===== Data shown =====

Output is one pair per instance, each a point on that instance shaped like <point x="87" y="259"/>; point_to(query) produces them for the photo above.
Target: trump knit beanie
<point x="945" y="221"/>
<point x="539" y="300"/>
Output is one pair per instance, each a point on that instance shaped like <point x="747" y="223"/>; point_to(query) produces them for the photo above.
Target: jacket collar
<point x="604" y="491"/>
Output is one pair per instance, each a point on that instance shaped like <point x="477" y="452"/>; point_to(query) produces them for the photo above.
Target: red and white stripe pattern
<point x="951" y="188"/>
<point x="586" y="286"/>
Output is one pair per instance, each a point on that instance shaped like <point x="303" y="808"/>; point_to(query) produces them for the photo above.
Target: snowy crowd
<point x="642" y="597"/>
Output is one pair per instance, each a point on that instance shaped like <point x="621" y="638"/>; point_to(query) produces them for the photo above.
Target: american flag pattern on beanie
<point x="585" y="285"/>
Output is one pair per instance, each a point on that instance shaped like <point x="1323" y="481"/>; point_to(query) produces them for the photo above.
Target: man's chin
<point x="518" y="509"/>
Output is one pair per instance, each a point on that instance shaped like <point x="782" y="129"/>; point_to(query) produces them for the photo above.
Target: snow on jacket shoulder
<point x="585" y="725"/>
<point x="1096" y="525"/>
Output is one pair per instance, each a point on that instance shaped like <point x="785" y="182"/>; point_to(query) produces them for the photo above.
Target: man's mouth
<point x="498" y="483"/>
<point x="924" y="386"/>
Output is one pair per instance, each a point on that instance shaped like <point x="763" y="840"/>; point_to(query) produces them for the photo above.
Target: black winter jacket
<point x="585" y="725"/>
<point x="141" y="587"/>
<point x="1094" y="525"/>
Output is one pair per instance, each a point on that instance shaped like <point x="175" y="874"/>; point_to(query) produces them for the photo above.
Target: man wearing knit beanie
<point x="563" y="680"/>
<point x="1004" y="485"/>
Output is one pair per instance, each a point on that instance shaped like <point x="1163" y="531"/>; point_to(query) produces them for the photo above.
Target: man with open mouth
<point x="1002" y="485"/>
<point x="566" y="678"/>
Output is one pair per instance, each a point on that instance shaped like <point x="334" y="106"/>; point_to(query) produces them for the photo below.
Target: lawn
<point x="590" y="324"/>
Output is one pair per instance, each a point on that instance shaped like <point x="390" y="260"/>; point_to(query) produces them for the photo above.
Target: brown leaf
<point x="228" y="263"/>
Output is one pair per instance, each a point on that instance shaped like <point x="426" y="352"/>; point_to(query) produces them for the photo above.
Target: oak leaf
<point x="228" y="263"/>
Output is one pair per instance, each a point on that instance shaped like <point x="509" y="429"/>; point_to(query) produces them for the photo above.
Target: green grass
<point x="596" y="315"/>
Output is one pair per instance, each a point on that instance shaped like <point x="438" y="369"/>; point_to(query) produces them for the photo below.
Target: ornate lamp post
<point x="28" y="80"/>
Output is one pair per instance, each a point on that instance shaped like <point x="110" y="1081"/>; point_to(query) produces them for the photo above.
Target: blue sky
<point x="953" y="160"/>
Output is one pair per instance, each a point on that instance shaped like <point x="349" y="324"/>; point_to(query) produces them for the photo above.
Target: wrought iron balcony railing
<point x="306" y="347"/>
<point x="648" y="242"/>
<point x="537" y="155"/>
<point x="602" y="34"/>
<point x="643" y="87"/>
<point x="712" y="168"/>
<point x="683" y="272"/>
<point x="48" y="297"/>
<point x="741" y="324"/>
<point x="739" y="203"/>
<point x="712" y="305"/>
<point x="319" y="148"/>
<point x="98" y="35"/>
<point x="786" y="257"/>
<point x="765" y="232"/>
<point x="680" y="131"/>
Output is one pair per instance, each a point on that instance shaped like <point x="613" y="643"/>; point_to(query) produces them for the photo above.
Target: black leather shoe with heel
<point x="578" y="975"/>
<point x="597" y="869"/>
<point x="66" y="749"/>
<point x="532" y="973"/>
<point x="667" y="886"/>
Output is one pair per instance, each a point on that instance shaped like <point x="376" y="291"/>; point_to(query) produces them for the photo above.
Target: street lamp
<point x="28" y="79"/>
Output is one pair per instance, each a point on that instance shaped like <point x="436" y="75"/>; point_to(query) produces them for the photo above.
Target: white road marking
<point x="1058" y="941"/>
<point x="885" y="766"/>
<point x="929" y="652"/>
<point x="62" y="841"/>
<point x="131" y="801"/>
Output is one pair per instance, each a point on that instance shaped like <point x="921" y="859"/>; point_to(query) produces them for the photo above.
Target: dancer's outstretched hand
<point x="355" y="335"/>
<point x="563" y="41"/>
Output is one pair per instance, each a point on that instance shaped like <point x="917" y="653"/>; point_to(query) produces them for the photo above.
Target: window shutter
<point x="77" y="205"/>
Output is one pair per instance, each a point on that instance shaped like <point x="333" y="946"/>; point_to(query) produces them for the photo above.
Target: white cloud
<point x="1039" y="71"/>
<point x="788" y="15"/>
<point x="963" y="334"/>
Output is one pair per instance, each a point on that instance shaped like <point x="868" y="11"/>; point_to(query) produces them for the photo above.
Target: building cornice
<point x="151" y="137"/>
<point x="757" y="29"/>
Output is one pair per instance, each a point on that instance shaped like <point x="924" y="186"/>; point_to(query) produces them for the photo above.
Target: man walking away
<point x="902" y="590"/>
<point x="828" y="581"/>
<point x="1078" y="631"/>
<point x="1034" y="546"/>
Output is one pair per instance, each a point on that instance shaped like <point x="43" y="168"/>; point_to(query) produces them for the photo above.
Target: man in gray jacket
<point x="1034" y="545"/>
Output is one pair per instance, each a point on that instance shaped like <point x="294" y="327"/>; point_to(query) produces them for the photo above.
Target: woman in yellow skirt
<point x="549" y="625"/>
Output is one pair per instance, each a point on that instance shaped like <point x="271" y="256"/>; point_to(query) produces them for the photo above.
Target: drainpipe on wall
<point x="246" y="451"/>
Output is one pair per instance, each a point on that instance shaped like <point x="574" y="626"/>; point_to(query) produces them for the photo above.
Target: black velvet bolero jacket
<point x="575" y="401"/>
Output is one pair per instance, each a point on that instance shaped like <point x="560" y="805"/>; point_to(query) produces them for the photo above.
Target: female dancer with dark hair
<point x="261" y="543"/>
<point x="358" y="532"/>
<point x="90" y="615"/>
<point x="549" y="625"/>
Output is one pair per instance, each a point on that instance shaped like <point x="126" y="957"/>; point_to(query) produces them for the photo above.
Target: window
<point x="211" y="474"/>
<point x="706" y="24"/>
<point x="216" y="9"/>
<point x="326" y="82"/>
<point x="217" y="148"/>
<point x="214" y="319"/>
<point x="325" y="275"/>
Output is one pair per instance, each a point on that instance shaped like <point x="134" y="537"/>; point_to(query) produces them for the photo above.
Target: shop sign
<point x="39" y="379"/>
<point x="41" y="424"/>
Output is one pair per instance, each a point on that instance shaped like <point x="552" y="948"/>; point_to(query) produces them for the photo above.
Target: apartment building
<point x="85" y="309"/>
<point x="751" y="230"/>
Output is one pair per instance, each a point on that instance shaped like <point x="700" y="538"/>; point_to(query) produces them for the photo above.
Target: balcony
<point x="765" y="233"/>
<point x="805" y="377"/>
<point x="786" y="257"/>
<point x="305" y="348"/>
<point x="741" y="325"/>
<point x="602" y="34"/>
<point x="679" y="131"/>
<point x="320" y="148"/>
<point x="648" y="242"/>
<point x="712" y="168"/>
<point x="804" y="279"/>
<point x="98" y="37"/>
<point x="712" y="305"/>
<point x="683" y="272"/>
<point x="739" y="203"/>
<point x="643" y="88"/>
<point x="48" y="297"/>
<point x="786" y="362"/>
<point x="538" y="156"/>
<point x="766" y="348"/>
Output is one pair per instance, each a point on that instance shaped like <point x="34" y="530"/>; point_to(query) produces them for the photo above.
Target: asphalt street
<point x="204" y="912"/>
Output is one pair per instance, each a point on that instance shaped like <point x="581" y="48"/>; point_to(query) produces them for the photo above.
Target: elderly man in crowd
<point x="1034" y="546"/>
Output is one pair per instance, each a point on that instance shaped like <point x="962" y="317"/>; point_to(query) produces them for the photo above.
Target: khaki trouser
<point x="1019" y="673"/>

=====

**To do:** Please pick out every line of the data above that contains the word "crowd", and copy each one.

**Worked answer:**
Target: snowy crowd
Target: elderly man in crowd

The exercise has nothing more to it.